● Extracted records:
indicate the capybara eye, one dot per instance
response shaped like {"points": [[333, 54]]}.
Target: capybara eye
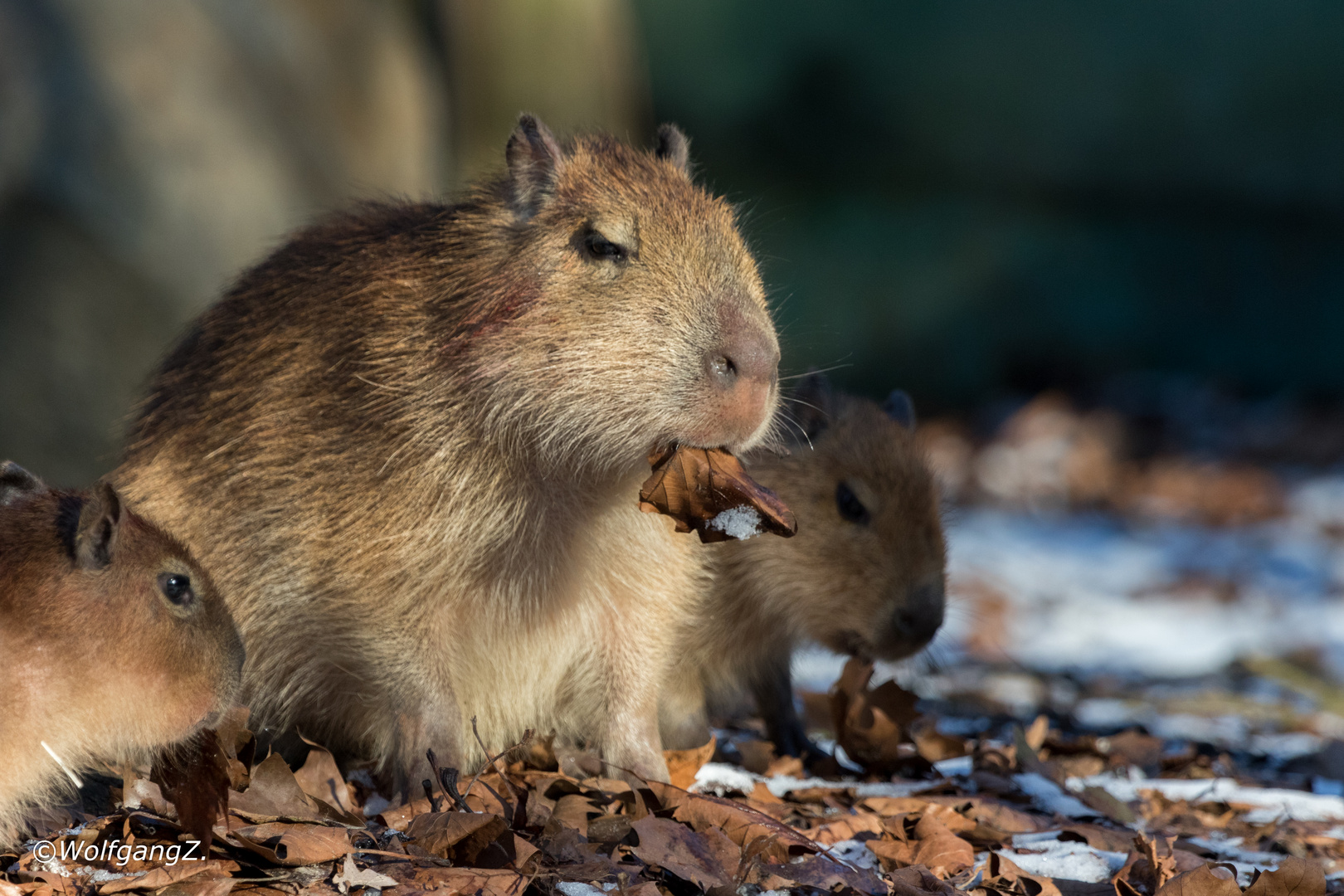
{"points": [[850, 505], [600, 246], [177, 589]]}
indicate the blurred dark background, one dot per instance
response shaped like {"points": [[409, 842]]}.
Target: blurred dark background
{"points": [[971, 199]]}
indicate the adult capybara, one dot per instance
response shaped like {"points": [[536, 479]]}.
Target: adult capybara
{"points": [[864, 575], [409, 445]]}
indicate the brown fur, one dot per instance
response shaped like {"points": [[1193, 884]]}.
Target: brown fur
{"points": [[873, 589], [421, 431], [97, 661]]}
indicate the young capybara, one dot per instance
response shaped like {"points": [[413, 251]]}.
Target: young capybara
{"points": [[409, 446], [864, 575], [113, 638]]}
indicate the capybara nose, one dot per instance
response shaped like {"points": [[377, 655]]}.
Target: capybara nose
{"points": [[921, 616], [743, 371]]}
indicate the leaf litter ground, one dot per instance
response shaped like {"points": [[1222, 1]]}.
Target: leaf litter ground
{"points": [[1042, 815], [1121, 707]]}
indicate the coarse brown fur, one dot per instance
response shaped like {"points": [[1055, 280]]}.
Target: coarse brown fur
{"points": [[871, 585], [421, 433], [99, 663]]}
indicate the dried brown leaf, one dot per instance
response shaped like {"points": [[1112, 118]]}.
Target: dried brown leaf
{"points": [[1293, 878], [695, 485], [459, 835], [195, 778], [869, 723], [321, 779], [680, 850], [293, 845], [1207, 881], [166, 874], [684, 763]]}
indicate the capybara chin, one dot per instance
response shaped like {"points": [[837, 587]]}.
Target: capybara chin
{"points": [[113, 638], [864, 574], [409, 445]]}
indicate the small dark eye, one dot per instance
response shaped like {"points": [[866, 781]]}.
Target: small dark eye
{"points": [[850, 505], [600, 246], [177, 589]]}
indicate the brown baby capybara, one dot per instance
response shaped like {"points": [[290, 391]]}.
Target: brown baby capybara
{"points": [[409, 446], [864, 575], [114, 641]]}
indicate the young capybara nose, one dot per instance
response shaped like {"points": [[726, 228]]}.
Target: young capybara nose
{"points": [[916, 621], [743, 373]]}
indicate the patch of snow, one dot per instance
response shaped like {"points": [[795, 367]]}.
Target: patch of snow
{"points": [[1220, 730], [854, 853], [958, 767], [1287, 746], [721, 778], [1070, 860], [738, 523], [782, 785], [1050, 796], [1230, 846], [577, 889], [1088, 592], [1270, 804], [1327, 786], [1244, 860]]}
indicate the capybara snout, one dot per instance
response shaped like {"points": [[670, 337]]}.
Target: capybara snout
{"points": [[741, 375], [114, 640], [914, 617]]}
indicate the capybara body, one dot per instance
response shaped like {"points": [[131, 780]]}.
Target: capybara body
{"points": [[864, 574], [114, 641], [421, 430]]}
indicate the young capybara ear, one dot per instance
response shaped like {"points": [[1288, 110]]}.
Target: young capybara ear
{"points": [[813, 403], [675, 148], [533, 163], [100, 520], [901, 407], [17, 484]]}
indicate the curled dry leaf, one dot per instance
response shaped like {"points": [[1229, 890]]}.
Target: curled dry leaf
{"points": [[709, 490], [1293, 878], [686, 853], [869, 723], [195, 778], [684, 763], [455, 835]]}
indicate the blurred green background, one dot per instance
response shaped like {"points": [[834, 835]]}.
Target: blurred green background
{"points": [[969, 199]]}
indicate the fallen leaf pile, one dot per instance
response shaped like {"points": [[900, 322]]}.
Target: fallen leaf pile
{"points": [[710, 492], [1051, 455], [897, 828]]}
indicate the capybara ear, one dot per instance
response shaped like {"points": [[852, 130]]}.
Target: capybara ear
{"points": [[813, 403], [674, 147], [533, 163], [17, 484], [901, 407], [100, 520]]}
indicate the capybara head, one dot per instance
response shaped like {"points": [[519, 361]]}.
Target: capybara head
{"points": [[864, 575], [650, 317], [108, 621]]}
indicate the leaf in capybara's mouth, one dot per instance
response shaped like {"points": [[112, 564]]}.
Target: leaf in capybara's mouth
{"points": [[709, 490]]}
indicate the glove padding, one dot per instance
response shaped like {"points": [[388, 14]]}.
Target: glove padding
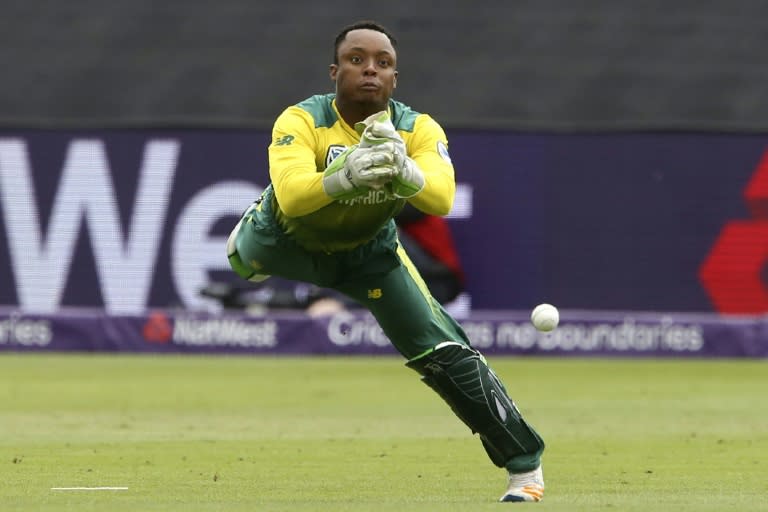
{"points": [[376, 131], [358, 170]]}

● Exercise goal:
The records above must be echoed exactly, minus their pictures.

● Answer to the task:
indicate the capybara eye, one dot per instance
response shaped like {"points": [[333, 54]]}.
Target: capybara eye
{"points": [[850, 505], [600, 246], [177, 589]]}
indicate the blurred dark background, one dot per instance
response shaped like {"points": [[409, 842]]}.
Target: blurred dark background
{"points": [[971, 199]]}
indicate the adult capybara, one dot per instance
response shaped like {"points": [[536, 479]]}.
Target: adult capybara
{"points": [[864, 575], [409, 445]]}
indicate the brown fur, one dot per instance
response shaped like {"points": [[1193, 884]]}.
Target: brown fur
{"points": [[873, 589], [421, 431], [97, 661]]}
indicate the young capybara, one dot per instance
response shaped like {"points": [[413, 251]]}.
Target: young capybara
{"points": [[409, 446], [864, 575], [113, 638]]}
indicate the capybara nose, one dot per instance
response shaped like {"points": [[377, 655]]}.
Target: capybara nose
{"points": [[921, 616], [743, 371]]}
indicate the leaf litter ground, one dot per instance
response shaped like {"points": [[1222, 1]]}.
Target: leaf litter ground
{"points": [[1042, 815], [1121, 707]]}
indicate the coarse brown fur, one dot per instance
response shaped like {"points": [[1055, 280]]}.
Target: coarse brown fur
{"points": [[871, 585], [421, 433], [99, 663]]}
indicate the dried brown leaf, one dot per instance
response shaped like {"points": [[1112, 118]]}.
Target: dried brown leaf
{"points": [[1293, 878], [695, 485], [459, 835], [195, 778], [869, 723], [321, 779], [680, 850], [293, 845], [1207, 881], [166, 874], [684, 763]]}
indicate the capybara chin, one dot per instance
response shaped like {"points": [[837, 587]]}.
Target: capybara chin
{"points": [[113, 638], [864, 574], [409, 445]]}
indicate the small dark eye, one dot per instance
response shaped like {"points": [[866, 781]]}.
Target: small dark eye
{"points": [[850, 505], [600, 246], [177, 589]]}
indicate the brown baby capybara, one dot per instance
response shaped like {"points": [[290, 391]]}.
Target: brown baby capybara
{"points": [[409, 446], [864, 575], [114, 641]]}
indicate the young capybara nose, one dot per instance
response shaped like {"points": [[726, 228]]}.
Target: young capybara nose
{"points": [[916, 621], [743, 373]]}
indicate the patch of snow, one dot per instance
response shaped like {"points": [[795, 367]]}.
Target: patch of snow
{"points": [[1220, 730], [854, 853], [958, 767], [1287, 746], [721, 778], [1070, 860], [738, 523], [782, 785], [1050, 796], [1230, 846], [577, 889], [1088, 592], [1270, 804], [1327, 786], [1244, 860]]}
indicate the capybara snout, one dot per instance
response shaped like {"points": [[670, 337]]}.
Target: capybara snout
{"points": [[741, 375], [114, 640], [914, 617]]}
indicate the capybara body, one dot per instance
response shaped like {"points": [[131, 780]]}.
Target: capybara body
{"points": [[864, 574], [114, 641], [421, 430]]}
indicate the young capybara ear, one dot per instance
response shaped like {"points": [[1288, 110]]}.
Target: young capybara ear
{"points": [[813, 403], [675, 148], [533, 163], [100, 520], [901, 407], [17, 484]]}
indicate the curled dry leaf, one dot per instance
response shaped like {"points": [[1229, 890]]}.
Target: curled dry leaf
{"points": [[709, 490], [1293, 878], [686, 853], [869, 723], [195, 778], [684, 763], [455, 835]]}
indicate the blurred green background, one dot per instance
response shaped like {"points": [[834, 835]]}.
Target: blurred green background
{"points": [[969, 199]]}
indicate the fallen leaf pile, one dot per instance
response shaped like {"points": [[900, 322]]}.
Target: fallen leaf pile
{"points": [[710, 492], [1051, 455], [897, 828]]}
indicate the capybara ear, one dot per instance
response shaped like {"points": [[852, 130]]}.
Target: capybara ear
{"points": [[813, 403], [674, 147], [533, 163], [17, 484], [901, 407], [100, 520]]}
indicate the capybara head, one dot per instance
response shaped like {"points": [[519, 361]]}.
Target: capybara head
{"points": [[864, 575], [650, 317], [108, 621]]}
indicate the leaf in capybara's mouth, one dot per instance
response shaped like {"points": [[112, 564]]}.
Target: leaf in capybara's mouth
{"points": [[709, 490]]}
indicate the glove padding, one dot per instance
response shaped like {"points": [[388, 14]]}.
Target: glove padding
{"points": [[376, 131], [358, 170]]}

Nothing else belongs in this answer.